Problem to solve ▸ The forum post below proves a fact about measurable cardinals. Using the post, explain why the map sending each α to x_α is constant on a set in U.

BEGIN Source text

Suppose that $\kappa$ is a measurable cardinal, and $U$ is a normal ultrafilter on $\kappa$. Let $X\in U$ be a set. I'm trying to prove that--
$$ \{ \alpha <\kappa \colon \ \alpha \mbox{ is a regular cardinal and } X\cap \alpha \mbox{ is stationary in } \alpha \} \in U$$
I know this can be solved by applying Los' Theorem and considering the ultrapower (see solution below). Is there another way to prove this, without using the ultrapower construction? (we didn't learn ultrapowers and Los' theorem in the course where this problem was given).
(Solution: If $j$ is the ultrapower embedding, it suffices to prove that $j(X)\cap \kappa$ is stationary in $\kappa$, and this holds since $j(X)\cap \kappa =X$ and $X$ is stationary as it belongs to a normal ultrafilter).
Edit: I think that the following argument solves the problem: Denote- $$A = \{ \alpha <\kappa \colon \ \alpha \mbox{ is a regular cardinal and } X\cap \alpha \mbox{ is not stationary in } \alpha \} $$ and assume for contradiction that $A\in U$. For every $\alpha \in A$, let $C_\alpha \subseteq \alpha$ be a club disjoint from $X$.
Define- $$C = \{ \alpha<\kappa \colon \{ \xi \in A \colon \alpha\in C_\xi \}\in U \ \}$$
Clearly, $C,X$ are disjoint. Let us prove that $C$ is a club in $\kappa$, and this is a contradiction.
It suffices to prove that $\{ \alpha \in A \colon C\cap \alpha = C_\alpha \} \in U \ $ (From this it's not hard to verify that $C$ is a club in $\kappa$. We use the fact that each $C_{\alpha}$ is a club in $\alpha$, and therefore $C$ is closed as "high" as we desire).
Claim: $\{ \alpha \in A \colon C\cap \alpha = C_\alpha \} \in U$.
Proof: Otherwise, $\{ \alpha \in A \colon C\cap \alpha \neq C_\alpha \} \in U$. For every $\alpha$ in this set, let $x_{\alpha}$ be an ordinal below $\alpha$ which belongs to exactly one of the sets $C_{\alpha}, C\cap \alpha$. Then $\alpha \mapsto x_{\alpha}$ is regressive, and therefore constant on a set in $U$. Assume that $x$ is the constant value. Then: $$x\in C \iff \{\xi <\kappa \colon x\in C_\xi \}\in U \iff \{ \xi <\kappa \colon x\notin C\cap \xi \} \in U \iff x\notin C$$

END Source text
BEGIN Data rows

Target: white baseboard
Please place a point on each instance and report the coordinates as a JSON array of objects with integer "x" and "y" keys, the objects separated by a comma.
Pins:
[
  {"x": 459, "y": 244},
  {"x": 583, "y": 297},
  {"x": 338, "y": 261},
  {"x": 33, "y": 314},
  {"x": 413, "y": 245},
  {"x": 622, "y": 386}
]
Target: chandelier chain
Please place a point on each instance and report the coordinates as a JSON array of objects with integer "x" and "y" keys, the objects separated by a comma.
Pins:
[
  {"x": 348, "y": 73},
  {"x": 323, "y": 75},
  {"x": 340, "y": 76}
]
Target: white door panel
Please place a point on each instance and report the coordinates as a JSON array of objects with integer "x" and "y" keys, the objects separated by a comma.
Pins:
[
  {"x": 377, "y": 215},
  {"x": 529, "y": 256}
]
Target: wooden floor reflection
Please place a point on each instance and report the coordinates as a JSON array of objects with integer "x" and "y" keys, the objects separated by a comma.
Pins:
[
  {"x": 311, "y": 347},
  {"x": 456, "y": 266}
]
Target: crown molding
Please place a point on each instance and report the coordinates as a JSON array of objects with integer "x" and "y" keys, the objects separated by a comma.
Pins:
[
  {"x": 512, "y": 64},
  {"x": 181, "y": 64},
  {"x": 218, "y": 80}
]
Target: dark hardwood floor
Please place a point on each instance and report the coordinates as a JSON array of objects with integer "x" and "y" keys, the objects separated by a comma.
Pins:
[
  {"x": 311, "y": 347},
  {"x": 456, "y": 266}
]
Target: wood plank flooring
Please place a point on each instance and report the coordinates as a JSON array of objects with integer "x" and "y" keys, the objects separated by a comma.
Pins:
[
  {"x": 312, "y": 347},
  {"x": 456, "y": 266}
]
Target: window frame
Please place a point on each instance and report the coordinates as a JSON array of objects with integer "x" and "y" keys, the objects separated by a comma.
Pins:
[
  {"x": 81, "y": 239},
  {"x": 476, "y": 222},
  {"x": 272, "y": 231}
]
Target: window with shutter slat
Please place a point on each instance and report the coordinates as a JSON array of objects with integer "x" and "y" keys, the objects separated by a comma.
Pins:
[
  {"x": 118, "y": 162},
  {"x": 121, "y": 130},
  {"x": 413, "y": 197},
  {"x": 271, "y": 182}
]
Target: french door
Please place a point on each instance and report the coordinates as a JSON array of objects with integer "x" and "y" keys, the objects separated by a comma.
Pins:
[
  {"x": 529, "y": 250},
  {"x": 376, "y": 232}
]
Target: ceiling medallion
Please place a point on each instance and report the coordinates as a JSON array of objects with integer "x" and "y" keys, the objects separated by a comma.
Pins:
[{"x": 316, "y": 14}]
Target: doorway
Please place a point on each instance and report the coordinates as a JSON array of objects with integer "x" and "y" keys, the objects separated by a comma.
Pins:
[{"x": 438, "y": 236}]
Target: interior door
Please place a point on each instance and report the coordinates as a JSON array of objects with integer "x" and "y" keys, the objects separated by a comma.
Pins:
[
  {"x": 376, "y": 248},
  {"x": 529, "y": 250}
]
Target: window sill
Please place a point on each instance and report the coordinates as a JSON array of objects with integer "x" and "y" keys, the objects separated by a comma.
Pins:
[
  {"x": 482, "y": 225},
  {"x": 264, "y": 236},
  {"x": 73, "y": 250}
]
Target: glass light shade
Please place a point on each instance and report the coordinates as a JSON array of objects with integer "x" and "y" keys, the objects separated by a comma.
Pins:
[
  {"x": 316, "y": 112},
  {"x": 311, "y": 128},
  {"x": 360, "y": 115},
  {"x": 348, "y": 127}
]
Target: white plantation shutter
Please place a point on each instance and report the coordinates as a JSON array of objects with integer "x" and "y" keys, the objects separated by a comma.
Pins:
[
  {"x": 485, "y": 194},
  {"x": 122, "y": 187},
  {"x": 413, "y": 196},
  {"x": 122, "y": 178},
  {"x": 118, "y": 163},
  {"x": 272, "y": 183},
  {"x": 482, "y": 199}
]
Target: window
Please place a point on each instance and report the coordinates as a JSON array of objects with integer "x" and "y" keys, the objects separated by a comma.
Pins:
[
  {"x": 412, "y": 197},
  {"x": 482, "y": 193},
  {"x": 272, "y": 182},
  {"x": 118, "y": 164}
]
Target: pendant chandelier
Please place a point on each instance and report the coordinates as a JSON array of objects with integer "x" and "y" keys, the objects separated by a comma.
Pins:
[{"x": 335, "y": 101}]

END Data rows

Worked solution ▸ Each x_α is chosen as an ordinal below α, so the map α ↦ x_α is regressive. The post states that a regressive map is therefore constant on a set in U, the normal ultrafilter on κ.